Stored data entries
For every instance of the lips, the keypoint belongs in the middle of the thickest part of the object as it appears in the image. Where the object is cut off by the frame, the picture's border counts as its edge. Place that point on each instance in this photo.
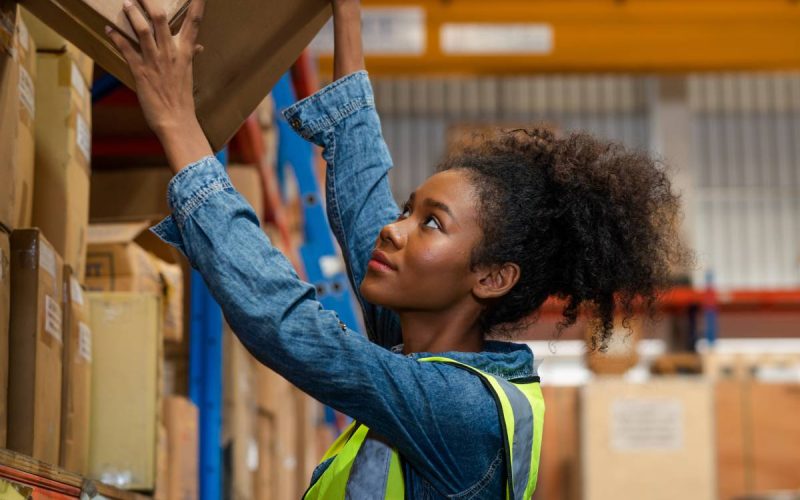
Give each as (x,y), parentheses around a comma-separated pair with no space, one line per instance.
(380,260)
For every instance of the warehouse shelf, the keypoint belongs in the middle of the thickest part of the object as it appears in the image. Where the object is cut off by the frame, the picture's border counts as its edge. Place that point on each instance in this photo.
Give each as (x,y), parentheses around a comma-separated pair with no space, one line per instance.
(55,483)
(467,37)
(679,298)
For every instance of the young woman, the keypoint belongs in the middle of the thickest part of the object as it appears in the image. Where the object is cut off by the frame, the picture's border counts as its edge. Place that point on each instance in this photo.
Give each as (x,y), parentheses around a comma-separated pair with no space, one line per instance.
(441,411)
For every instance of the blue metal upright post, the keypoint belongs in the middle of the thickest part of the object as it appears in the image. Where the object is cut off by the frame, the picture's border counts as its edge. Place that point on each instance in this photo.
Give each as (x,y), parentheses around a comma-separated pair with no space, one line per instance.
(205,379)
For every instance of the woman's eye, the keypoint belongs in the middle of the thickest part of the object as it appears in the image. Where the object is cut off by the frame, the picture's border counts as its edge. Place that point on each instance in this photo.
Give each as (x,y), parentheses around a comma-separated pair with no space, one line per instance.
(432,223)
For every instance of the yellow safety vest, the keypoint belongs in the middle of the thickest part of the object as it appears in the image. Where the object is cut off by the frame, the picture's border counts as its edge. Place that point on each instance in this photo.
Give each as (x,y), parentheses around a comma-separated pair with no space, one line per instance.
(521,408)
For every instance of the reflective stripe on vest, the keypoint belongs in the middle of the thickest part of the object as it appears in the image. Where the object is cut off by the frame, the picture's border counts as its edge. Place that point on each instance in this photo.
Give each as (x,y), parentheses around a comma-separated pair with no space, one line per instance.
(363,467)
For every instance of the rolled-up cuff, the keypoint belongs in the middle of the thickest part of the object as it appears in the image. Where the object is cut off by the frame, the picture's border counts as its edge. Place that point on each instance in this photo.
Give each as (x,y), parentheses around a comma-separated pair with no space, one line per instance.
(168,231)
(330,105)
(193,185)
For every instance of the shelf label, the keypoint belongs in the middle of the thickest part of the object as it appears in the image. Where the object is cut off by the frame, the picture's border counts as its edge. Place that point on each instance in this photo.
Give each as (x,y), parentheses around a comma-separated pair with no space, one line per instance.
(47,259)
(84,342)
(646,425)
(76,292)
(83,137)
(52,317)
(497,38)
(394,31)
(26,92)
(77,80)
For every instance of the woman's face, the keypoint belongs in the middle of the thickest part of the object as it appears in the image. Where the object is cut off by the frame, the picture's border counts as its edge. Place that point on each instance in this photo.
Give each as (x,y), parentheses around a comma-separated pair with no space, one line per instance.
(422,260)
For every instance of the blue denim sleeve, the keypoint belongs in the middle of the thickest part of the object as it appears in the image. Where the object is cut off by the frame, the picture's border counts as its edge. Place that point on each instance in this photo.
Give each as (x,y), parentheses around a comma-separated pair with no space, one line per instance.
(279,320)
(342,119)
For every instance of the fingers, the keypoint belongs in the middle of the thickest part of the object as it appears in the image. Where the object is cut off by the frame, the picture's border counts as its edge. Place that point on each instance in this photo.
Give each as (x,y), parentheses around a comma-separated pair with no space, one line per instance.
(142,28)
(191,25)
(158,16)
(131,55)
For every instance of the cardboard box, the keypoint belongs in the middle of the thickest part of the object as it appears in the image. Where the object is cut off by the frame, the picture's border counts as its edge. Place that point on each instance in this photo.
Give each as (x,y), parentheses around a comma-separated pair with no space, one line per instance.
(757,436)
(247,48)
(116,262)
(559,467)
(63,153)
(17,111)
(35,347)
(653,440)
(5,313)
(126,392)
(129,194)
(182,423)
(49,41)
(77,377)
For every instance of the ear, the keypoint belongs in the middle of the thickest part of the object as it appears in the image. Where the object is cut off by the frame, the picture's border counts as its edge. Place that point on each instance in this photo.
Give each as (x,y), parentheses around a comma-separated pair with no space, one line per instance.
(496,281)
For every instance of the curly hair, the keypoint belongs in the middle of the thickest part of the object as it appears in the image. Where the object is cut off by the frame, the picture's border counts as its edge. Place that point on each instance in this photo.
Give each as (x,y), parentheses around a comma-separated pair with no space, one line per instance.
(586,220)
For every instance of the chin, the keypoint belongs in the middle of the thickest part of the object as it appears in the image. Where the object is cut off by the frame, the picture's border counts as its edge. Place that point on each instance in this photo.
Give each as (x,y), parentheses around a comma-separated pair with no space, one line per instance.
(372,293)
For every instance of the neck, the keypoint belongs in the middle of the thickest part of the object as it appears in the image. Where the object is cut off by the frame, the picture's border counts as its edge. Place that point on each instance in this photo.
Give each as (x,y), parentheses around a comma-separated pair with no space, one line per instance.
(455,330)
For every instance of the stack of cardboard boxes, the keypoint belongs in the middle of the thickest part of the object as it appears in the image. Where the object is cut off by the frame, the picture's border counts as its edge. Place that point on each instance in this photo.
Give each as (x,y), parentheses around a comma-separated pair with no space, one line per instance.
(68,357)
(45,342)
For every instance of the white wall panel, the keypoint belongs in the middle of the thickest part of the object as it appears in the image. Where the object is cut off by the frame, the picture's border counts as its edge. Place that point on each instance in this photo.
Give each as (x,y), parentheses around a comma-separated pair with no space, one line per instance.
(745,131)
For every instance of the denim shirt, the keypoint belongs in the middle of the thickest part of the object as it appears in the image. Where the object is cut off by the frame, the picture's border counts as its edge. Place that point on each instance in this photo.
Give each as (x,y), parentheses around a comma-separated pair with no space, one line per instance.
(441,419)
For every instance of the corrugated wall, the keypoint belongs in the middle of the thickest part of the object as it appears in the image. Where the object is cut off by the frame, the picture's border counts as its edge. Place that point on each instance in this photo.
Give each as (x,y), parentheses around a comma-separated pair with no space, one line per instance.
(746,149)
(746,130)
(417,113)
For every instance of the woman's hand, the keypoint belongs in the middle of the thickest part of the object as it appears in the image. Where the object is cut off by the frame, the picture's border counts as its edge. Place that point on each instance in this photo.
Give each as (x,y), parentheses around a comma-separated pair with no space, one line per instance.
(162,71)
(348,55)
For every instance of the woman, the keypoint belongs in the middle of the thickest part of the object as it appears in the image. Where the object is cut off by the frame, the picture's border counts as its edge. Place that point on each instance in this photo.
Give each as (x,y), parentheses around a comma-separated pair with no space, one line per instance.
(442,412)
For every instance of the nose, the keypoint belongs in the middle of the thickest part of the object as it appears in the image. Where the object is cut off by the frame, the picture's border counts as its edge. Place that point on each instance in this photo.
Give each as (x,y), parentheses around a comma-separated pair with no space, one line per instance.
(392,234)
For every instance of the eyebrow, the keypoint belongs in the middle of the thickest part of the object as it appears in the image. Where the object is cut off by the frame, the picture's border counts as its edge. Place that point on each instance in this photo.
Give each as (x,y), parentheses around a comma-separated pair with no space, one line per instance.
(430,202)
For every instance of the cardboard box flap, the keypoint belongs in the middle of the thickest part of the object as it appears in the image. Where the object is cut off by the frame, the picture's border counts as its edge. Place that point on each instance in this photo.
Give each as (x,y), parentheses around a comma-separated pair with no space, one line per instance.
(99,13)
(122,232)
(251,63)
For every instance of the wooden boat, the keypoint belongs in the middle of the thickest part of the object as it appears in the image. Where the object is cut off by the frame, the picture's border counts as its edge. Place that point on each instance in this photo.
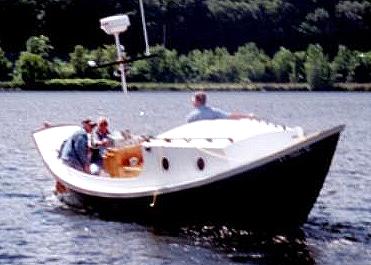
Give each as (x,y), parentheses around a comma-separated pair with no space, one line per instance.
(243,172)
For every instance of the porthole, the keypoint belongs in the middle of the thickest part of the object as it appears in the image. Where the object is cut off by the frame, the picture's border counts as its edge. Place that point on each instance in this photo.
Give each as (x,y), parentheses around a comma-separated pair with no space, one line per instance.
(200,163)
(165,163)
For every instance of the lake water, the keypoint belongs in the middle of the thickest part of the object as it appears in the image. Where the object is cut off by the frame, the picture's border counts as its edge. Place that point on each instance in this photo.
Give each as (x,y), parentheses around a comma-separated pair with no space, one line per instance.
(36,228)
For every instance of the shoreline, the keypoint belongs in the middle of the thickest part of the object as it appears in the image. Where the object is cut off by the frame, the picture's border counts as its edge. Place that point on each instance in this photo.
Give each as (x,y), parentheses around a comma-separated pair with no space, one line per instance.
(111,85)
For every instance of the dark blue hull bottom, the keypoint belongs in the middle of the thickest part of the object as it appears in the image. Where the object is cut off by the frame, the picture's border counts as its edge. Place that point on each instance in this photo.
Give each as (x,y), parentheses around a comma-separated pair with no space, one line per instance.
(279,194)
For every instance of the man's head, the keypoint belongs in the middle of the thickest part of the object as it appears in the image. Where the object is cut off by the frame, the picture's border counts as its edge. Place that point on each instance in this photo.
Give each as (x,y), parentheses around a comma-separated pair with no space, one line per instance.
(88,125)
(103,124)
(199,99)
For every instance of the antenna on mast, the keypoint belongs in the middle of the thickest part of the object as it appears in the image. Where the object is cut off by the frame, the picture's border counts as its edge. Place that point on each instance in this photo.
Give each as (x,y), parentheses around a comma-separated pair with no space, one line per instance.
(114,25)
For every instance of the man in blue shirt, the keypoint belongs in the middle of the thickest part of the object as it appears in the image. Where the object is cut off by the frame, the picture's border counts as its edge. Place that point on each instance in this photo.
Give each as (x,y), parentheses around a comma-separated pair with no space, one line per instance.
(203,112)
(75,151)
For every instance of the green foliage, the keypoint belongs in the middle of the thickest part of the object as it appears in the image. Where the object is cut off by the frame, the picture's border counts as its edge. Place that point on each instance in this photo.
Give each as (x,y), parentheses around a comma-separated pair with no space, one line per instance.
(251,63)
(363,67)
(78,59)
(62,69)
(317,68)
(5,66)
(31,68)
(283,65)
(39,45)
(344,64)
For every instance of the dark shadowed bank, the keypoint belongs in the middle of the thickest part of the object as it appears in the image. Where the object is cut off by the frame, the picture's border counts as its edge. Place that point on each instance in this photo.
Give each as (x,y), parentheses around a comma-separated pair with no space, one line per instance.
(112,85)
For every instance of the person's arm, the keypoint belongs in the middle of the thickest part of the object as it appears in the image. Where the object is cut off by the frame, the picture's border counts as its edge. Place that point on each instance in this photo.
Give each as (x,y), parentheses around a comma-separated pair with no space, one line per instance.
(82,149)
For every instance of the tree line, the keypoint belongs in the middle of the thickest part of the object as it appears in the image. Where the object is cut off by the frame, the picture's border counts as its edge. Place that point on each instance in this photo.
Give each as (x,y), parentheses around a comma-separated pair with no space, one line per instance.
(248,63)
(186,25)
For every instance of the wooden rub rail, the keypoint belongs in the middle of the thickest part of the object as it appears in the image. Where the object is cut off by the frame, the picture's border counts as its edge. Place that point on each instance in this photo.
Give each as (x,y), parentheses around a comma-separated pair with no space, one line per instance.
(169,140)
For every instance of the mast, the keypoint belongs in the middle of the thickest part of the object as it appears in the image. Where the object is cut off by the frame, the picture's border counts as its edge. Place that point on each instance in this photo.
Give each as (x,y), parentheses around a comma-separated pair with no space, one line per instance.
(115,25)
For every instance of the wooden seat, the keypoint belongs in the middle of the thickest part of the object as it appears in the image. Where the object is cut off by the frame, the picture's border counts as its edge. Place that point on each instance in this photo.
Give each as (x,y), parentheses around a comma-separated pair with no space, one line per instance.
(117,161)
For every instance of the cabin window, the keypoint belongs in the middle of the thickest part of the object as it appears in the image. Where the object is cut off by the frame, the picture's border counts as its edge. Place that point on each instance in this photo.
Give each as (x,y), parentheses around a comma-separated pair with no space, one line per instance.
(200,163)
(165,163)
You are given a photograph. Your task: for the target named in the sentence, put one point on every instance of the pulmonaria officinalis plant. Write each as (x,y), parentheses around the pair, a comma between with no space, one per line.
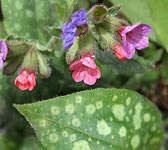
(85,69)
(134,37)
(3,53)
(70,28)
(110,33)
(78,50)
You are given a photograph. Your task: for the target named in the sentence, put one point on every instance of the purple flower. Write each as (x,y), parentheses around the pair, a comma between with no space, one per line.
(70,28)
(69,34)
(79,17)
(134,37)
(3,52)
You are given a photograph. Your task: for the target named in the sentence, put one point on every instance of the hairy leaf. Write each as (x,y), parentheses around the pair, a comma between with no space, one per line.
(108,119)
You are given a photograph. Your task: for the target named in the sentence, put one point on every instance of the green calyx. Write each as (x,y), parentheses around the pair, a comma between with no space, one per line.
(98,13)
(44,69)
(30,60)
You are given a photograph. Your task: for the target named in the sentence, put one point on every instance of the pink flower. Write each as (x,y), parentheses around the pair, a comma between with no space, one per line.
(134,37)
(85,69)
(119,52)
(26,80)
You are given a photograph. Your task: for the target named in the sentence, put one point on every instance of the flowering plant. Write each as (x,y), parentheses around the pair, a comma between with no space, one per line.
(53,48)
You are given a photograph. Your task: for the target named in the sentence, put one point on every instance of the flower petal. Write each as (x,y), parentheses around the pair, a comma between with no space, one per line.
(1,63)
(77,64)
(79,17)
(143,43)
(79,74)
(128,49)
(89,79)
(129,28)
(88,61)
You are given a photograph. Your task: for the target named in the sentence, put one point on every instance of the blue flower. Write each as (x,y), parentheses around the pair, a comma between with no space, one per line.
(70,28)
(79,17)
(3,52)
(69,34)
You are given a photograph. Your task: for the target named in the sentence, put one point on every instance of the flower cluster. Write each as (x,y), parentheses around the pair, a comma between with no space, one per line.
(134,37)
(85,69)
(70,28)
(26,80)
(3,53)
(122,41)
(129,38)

- **Task**: Give back exactly the lines above that run from the one with "For every instance of the cardboard box flap, the" to the one with "For every instance of the lake", including both, with the pictures left out.

- **Your response**:
For every instance of the cardboard box flap, the keypoint belongs in the middle of the thickest part of the object as it appears in the image. Where the object is cut off by the frame, the picture's border counts as its edge. Place that point on each instance in this photo.
Give each as (x,y), parentheses around a comma-separated pair with no space, one line per instance.
(99,13)
(122,232)
(251,63)
For every instance of the wooden boat, the keypoint belongs in the middle of the thickest part of the object as it appears in the image. Where the object is cut off by the frame, the picture's border counts as its edge. Place that point on each instance in this photo.
Give each as (x,y), parentheses around a comma-separated pair with no space, one line per instance.
(243,172)
For every instance of the porthole, the keypoint belongs in the middle of the thickest part of the object as it appears in the image. Where the object is cut off by the frame, the picture's border counts as its edge. Place that point on each instance in this photo.
Give each as (x,y), parentheses around a comma-separated pair with no space, one line per instance.
(200,163)
(165,163)
For every instance of the lake water, the keypoint belongs in the middle of the thickest part of the object as it appears in the image. Where the object is cut off by the frame, the picture's border counts as its edge. Place that point on each instance in this photo.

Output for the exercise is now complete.